One of the nice developments in architectures in the 1990s was the advent of so-called SIMD (single-instruction/multiple-data) instructions. Intel/AMD users will recognize this as the MMX/3DNow/SSE/SSE2/SSE3/SSE4 instruction sets. Users of the PowerPC will recognize it as the VMX/Altivec/Velocity Engine instruction set. Believe it or not, Sun was actually first to the punch with SPARC’s VIS (Visual Instruction Set) in 1995. Unfortunately I couldn’t find a good introductory tutorial on VIS from an assembly programmer’s point-of-view, so I decided to write my own. This article assumes a general familiarity with SPARC assembly, though if you know any RISC assembly, I suspect you’ll do alright.

The intention of VIS and other SIMD instruction sets is to perform multiple arithmetic or logical operations in one clock cycle. Those who are familiar with SPARC can probably believe that if you have one 32-bit register, and another 32-bit register, the CPU can add those two together in one clock cycle. Now imagine that instead of having a 32-bit integer in each register, you had 4 8-bit integers in each register. So you have 4 8-bit integers and another 4 8-bit integers, and what you want to do is add them in parallel, so that if register 1 has the 4 integers a, b, c and d, and register 2 has the 4 integers w, x, y and z, the output should be the 4 integers (a + w), (b + x), (c + y) and (d + z). If you think about how CPUs perform addition, it shouldn’t be hard to convince yourself that you’re not actually doing any more work: adding two sets of 4 8-bit integers is exactly the same as adding two sets of 32-bit integers, except that at every 8th bit, you’re throwing away the carry.
----
> Problem details
Name every instruction set that the article on SIMD instructions says Intel/AMD users will recognize.

> Material shown
----
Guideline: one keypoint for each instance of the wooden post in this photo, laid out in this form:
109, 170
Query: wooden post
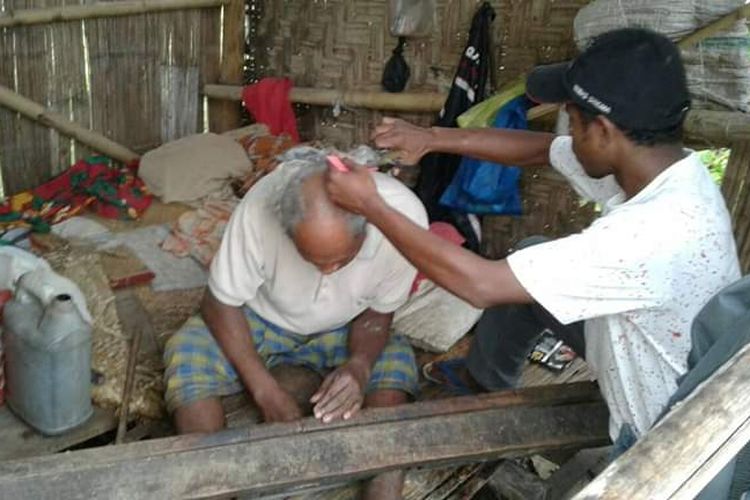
28, 17
225, 115
683, 452
736, 190
273, 458
48, 118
----
> Final answer
MMX, 3DNow, SSE, SSE2, SSE3, SSE4